● **Request**: Reproduce all entries verbatim, with nothing added or dropped.

BEGIN Records supplied

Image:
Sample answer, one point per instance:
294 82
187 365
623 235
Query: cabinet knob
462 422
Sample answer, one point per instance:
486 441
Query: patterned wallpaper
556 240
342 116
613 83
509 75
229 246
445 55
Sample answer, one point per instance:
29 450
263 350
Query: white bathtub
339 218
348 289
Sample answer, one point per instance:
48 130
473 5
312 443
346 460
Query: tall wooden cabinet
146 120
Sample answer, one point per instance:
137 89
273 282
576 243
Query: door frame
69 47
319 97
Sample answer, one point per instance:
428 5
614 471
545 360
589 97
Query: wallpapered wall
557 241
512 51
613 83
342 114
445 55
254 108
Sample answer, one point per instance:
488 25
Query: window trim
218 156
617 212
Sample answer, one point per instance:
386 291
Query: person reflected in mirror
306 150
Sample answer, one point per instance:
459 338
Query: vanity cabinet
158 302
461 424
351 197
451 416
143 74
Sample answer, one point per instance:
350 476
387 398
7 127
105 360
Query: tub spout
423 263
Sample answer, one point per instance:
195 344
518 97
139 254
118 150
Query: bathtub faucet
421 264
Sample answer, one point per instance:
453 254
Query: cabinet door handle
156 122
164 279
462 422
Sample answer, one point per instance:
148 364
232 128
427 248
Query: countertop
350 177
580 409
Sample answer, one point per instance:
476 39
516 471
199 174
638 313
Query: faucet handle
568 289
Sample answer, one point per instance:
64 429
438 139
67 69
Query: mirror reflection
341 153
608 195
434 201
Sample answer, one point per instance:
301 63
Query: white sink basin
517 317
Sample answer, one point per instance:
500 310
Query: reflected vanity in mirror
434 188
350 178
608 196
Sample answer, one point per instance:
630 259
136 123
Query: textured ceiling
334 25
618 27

END Records supplied

● **Exercise solution**:
Image:
Sample answer, one point per instance:
294 82
187 365
623 235
Query: cabinet knob
462 422
Sample answer, one point per instance:
486 441
Query: patterned wallpaper
556 240
342 116
613 83
509 75
229 246
445 55
Sample answer, one point per instance:
29 450
263 350
Query: white bathtub
339 218
348 289
Sample answer, one point per instance:
48 130
473 5
312 443
346 460
Query: tall wooden cabinet
146 120
Sample answer, one point per instance:
137 89
273 282
576 243
Query: door frame
69 47
319 97
Sample answer, one point per instance:
428 5
614 471
545 360
589 97
Query: wallpapered wall
557 241
512 51
613 83
342 114
445 55
254 108
Sample answer, one point per instance:
488 25
Query: window trim
218 156
617 212
Sample answer, one point per instance:
386 291
Query: person reflected in mirror
306 150
Sample answer, one point per instance:
459 338
Query: vanity cabinet
158 302
461 424
351 197
451 416
143 74
Sample answer, one point per instance:
350 476
387 398
7 127
105 360
Query: tub spout
423 263
Sample answer, one point per instance:
195 344
518 97
139 254
118 150
Query: bathtub faucet
421 264
Sample answer, one point per instance:
453 254
Query: cabinet door handle
156 122
164 279
462 422
Sample answer, one point per instance:
148 364
232 128
427 248
Query: countertop
350 177
580 409
Sample answer, one point per instance:
476 39
516 471
199 174
638 313
Query: faucet handle
568 289
Sample answer, one point per instance:
64 429
438 139
67 69
Query: mirror reflection
341 153
608 195
434 201
Sample answer, one point per instance:
301 63
Query: white sink basin
517 317
Sample answer, one point per instance:
500 310
Query: reflected vanity in mirror
434 188
350 178
608 196
Sample answer, one point per instance:
630 259
136 123
Query: textured ceiling
334 25
618 27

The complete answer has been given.